═══ DOCUMENT SEGMENT ═══

Parties own their encryption keys. The Ledger does not hold or access them. To use a partner plugin, parties escrow or share keys with their chosen partner directly.

Key ownership model

Parties (Agent A ↔ Agent B)
  │
  ├── Own encryption keys for payload content
  ├── Encrypt payloads before submission to Ledger
  ├── Decrypt payloads received from counterparty
  │
  └── Optionally share keys with chosen partners:
        ├── Arbitration partner  → reads evidence for dispute resolution
        ├── Compliance partner   → reads mandate content for regulatory audit
        └── Quality partner      → reads claims for quality assessment

Ledger
  ├── Stores encrypted payloads + cleartext metadata
  ├── Validates payload_hash for tamper evidence
  └── Does not hold decryption keys

Partner Plugin Model

Partners offer services on top of the blind core. Parties opt in by granting access to specific partners for specific mandates.

Arbitration Partners (planned)

Third-party dispute resolution. Parties voluntarily reveal encrypted evidence to a chosen arbitrator who renders a binding decision.

Compliance Partners

Regulatory audit services. Partners verify mandate content meets industry requirements (financial, healthcare, etc.) without the Ledger seeing the data.

Quality Assessment

Independent evaluators who assess delivery quality on behalf of the requester. Criteria matching moves client-side; partners provide deeper analysis.

═══

Rewrite the encryption key passage, starting with "Partners offer services" and going on through "provide deeper analysis.", with "arbitrator" replaced by "mediator". The listing that comes next is separate material, unconnected to the encryption key passage.

═══ DATA LINES ═══

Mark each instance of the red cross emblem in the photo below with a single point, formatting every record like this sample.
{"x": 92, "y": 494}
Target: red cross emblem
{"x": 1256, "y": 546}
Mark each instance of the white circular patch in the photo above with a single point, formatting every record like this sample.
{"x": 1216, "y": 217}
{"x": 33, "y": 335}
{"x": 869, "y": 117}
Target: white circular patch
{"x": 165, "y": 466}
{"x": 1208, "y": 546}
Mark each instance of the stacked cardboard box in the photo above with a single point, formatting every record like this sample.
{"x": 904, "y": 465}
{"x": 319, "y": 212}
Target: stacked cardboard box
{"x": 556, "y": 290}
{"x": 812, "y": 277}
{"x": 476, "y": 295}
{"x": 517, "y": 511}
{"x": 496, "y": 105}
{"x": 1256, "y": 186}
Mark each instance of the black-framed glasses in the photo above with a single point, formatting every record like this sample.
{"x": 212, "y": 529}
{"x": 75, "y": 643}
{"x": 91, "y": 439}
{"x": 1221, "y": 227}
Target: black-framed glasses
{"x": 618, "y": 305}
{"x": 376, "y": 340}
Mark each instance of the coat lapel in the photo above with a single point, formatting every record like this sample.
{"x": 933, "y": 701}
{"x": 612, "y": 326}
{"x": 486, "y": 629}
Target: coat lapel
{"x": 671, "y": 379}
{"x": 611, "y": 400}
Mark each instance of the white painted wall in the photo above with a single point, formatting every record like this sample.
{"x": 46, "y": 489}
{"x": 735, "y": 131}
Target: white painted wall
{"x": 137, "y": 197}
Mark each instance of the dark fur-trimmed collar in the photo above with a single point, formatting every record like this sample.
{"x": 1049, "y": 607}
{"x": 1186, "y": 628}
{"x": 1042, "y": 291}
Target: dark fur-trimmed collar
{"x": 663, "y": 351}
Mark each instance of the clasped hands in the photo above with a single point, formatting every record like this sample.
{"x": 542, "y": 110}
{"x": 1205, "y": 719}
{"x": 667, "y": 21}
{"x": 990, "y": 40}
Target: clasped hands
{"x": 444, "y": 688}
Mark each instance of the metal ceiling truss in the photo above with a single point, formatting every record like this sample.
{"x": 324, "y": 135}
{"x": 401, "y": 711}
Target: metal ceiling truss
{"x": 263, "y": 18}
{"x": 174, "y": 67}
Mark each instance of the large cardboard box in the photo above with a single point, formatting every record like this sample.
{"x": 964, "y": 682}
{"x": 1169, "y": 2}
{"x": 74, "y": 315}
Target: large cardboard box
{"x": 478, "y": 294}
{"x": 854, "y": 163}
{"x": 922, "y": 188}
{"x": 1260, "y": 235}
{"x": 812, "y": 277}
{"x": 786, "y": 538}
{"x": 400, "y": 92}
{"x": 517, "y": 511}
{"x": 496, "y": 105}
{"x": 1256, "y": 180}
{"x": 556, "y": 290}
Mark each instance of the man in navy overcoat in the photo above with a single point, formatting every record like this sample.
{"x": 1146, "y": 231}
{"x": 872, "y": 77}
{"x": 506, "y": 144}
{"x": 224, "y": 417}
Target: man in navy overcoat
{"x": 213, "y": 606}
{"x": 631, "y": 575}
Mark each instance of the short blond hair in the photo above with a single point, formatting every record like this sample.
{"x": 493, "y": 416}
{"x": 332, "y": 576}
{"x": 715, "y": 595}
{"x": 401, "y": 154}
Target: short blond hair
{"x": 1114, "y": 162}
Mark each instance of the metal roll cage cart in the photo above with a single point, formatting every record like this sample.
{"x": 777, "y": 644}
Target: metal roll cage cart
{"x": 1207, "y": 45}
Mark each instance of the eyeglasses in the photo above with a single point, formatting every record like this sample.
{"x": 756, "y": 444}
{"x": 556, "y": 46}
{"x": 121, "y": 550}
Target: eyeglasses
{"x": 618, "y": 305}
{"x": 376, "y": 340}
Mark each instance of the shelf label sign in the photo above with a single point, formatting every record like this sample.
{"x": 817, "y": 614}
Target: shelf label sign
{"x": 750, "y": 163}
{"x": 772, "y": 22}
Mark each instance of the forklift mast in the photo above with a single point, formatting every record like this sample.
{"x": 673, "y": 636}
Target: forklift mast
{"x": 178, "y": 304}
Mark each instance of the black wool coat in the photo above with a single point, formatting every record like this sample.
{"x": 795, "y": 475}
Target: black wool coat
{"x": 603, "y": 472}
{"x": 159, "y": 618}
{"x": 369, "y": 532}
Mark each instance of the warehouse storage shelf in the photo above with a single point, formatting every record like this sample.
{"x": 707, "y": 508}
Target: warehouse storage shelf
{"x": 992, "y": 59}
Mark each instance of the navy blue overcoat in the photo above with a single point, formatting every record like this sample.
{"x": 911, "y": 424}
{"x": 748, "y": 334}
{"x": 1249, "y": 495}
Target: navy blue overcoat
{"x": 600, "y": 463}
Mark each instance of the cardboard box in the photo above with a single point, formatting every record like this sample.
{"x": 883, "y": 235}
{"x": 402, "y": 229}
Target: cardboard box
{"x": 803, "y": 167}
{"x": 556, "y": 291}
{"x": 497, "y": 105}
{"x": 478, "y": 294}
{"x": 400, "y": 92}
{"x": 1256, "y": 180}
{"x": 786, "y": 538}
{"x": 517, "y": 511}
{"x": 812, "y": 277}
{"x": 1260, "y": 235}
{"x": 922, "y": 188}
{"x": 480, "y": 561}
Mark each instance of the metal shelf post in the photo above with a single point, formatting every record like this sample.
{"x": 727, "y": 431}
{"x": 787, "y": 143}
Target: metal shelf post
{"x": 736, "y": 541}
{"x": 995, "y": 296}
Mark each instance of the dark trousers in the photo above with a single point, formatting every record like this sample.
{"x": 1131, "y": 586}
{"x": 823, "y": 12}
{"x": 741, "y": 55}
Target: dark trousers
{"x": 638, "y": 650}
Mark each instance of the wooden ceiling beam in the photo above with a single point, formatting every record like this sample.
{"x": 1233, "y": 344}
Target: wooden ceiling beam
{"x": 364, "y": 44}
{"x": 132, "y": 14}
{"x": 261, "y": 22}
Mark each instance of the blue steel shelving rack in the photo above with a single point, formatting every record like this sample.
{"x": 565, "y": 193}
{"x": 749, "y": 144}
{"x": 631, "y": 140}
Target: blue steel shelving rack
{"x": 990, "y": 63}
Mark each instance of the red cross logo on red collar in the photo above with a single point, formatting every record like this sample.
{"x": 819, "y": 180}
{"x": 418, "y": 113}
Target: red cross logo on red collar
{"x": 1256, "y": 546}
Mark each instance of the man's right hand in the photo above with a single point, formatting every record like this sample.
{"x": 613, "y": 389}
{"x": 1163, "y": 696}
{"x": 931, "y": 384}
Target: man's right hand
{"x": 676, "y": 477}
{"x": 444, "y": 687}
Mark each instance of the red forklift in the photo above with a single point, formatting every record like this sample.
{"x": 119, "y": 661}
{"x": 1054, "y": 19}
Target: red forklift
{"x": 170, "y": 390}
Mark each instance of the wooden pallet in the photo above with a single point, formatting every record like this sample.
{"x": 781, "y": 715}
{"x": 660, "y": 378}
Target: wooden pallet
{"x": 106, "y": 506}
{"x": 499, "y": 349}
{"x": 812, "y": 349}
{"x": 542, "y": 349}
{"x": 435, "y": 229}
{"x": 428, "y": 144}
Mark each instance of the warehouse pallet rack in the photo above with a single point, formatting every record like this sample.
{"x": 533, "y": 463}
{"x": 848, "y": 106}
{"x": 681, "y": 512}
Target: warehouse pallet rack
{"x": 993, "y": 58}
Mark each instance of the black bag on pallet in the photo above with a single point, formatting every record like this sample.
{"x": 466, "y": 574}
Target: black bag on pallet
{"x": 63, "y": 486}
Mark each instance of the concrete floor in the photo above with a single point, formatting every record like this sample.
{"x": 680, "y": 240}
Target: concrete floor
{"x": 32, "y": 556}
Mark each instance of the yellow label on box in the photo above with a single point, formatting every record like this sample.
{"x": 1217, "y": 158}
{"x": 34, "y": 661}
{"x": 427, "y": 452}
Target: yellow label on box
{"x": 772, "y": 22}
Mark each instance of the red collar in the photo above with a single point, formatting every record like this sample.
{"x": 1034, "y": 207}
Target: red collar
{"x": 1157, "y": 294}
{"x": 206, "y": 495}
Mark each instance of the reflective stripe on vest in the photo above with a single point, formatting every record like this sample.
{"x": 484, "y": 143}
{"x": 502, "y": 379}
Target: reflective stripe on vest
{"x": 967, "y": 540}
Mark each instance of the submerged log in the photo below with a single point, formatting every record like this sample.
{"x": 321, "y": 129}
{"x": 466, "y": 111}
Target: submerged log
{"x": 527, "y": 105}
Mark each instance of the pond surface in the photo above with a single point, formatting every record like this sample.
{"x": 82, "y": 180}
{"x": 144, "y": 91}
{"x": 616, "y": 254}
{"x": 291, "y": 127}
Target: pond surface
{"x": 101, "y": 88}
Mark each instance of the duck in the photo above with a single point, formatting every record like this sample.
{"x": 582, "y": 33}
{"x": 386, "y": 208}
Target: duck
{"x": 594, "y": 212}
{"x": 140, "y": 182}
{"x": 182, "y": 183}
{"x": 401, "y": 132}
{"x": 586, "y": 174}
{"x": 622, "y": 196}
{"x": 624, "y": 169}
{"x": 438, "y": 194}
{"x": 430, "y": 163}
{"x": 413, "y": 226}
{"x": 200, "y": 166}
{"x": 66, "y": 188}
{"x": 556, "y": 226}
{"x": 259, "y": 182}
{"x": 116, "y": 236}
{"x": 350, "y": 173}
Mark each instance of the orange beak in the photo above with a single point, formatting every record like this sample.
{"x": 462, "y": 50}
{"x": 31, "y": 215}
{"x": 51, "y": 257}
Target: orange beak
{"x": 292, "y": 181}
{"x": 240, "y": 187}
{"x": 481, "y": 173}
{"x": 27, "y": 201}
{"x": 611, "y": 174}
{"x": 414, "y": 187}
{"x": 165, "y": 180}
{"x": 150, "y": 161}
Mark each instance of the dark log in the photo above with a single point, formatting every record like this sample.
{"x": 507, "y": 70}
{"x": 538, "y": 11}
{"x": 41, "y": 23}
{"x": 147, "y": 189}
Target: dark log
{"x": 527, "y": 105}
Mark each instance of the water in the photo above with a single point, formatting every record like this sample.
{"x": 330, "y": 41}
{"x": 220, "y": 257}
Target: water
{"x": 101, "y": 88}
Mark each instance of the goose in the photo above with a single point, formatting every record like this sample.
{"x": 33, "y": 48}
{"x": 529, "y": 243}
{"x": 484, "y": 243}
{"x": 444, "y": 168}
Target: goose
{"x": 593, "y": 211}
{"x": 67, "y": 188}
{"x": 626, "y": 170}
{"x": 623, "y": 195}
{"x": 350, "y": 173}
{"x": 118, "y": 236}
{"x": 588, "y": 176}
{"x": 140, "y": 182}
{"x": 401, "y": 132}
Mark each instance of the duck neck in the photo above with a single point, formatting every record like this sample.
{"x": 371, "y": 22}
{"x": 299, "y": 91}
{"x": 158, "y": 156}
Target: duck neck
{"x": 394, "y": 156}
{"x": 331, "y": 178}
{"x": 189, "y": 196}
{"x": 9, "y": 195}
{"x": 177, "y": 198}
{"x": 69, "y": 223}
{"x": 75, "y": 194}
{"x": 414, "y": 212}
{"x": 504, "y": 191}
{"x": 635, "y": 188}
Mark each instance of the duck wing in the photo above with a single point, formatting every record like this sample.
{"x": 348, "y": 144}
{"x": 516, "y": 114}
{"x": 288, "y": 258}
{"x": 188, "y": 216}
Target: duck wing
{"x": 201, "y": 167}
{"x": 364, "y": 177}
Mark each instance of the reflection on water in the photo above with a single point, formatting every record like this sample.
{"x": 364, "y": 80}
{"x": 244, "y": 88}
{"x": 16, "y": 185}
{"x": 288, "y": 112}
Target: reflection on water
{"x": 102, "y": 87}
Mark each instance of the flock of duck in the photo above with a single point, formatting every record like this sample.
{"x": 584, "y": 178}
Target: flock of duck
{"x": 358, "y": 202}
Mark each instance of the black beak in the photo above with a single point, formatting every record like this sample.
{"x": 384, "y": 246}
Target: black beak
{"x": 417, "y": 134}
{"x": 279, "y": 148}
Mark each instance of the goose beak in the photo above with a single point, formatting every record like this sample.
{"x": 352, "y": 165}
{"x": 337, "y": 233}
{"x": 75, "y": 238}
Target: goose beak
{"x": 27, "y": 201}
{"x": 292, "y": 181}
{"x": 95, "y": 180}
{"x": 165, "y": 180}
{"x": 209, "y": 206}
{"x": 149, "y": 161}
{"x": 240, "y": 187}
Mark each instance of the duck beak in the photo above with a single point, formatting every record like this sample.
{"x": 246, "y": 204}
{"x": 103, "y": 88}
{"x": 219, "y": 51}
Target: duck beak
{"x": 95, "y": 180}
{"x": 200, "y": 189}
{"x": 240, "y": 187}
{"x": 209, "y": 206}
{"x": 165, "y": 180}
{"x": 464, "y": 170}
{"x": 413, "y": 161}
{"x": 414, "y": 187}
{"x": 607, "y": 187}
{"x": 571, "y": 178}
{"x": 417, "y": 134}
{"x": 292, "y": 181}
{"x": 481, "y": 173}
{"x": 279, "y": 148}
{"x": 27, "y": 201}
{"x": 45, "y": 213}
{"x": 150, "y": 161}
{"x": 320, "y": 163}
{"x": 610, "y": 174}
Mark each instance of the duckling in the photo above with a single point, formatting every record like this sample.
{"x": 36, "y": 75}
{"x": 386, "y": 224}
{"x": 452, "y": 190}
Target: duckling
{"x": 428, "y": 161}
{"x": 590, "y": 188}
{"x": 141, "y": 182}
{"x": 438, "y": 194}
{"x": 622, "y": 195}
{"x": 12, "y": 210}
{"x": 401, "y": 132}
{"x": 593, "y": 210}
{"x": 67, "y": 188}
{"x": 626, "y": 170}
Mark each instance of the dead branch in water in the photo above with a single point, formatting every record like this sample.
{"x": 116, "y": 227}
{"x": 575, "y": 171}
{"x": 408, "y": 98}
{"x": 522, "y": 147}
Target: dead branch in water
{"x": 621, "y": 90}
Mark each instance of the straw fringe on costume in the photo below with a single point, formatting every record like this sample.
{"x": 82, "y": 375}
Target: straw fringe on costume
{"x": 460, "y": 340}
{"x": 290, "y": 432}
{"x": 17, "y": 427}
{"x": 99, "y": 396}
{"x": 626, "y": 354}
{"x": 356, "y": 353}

═══

◆ **EXPECTED ANSWER**
Partners offer services on top of the blind core. Parties opt in by granting access to specific partners for specific mandates.

Arbitration Partners (planned)

Third-party dispute resolution. Parties voluntarily reveal encrypted evidence to a chosen mediator who renders a binding decision.

Compliance Partners

Regulatory audit services. Partners verify mandate content meets industry requirements (financial, healthcare, etc.) without the Ledger seeing the data.

Quality Assessment

Independent evaluators who assess delivery quality on behalf of the requester. Criteria matching moves client-side; partners provide deeper analysis.